Stated goal 1:
In the Fun Home passage, what does the girl discover in addition to her sexuality?
Stated goal 2:
Go on with the Fun Home passage from the point where it stops.

Source document:
****************************************

Alison Bechdel’s Fun Home is a novel about a girl who discovers not only her sexuality, but family secrets too. This novel walks readers through the story of the development of a lesbian identity through the use of visual and verbal representation of memories and interpretive acts. The narrator, Alison, draws pictures of her memories through original scenes, passages from novels, photographs, lines from family letters, interior décor, and dialogue. She opens up her life to readers and wants to make sure they get a clear picture of who she is and what has happened to her. There is a lot of ellipsis. However, with Alison’s narration and drawings, we go into depth of her complicated life and find all the missing puzzle pieces that have been left out for so long.

****************************************

[Point annotation dataset records]
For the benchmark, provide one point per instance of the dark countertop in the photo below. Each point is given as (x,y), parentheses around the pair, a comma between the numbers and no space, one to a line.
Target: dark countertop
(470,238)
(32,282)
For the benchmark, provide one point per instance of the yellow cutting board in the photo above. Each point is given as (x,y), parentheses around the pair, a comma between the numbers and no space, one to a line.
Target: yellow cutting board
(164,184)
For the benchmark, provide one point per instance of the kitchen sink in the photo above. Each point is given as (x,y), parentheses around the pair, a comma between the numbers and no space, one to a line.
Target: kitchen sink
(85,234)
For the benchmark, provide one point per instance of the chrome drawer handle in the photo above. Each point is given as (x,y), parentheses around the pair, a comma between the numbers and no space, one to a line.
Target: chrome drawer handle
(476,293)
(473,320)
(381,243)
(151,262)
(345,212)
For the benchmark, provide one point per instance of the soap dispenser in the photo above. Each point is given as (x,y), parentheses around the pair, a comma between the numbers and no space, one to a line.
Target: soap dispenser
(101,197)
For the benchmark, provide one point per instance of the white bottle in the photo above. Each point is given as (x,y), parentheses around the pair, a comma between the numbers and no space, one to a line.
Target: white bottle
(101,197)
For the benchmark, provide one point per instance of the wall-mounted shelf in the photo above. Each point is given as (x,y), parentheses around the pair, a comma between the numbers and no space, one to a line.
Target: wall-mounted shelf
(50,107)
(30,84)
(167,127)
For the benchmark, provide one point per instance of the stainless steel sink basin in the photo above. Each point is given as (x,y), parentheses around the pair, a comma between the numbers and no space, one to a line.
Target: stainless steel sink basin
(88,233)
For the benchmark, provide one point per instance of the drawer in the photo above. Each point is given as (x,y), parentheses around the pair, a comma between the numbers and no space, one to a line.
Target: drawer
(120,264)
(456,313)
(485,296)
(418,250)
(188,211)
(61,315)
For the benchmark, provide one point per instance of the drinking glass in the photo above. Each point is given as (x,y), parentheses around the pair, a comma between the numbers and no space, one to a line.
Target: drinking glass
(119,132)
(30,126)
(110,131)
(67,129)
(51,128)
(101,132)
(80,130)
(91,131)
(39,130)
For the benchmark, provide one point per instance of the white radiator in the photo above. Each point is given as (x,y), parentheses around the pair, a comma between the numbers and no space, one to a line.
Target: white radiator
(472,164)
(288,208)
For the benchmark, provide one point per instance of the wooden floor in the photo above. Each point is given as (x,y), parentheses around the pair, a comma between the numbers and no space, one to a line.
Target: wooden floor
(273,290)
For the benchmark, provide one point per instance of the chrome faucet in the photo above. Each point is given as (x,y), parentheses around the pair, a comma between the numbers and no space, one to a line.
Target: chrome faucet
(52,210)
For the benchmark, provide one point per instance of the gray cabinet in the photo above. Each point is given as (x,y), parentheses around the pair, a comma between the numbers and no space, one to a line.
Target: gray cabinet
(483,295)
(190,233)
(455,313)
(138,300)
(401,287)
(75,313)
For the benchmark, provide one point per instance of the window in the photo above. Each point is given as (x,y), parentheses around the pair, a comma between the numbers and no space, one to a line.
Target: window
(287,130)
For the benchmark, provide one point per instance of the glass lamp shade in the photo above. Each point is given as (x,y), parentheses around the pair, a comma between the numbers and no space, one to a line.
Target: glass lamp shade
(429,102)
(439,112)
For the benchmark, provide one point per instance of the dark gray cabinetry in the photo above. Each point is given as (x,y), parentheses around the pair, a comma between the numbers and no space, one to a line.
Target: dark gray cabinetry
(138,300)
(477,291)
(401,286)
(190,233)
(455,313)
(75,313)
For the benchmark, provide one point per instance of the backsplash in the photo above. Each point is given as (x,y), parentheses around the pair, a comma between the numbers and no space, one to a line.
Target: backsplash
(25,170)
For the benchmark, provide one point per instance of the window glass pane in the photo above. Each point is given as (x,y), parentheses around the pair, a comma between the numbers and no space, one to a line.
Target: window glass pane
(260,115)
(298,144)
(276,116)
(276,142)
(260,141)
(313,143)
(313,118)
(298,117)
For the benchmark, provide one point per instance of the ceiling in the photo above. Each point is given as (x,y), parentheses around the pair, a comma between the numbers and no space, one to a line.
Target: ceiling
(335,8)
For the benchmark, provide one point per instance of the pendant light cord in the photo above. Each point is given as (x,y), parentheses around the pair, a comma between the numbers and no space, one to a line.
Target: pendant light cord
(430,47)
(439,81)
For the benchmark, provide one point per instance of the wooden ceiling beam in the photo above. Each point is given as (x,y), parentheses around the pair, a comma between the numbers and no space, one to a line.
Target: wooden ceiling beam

****************************************

Final result 1:
Family secrets.

Final result 2:
As she was growing up, Alison and her father both struggled with their sexuality, more importantly gender roles. Some struggles were public, like her refusal to grow her hair long, or unwillingness to wear dresses, skirts, or jewelry or her father’s likings to gardening, fine creams, and colognes. However, there was also a lot of resentment kept behind closed doors such as her resentment to her breasts, and her father's affairs with other men. As a child, Alison was somewhat aware of the gender roles that occurred between her and her father. She hated it. On page 96, she says, "where he fell short [with masculine things], [she] stepped in."
Although she didn't realize it fully until she was in college, Alison and her father have spent their lives dealing with the realization of their sexuality. Oddly enough, Alison’s preference towards women and her father's preference toward men became their bond. Her mother made her aware of her father's homosexual affairs when she decided...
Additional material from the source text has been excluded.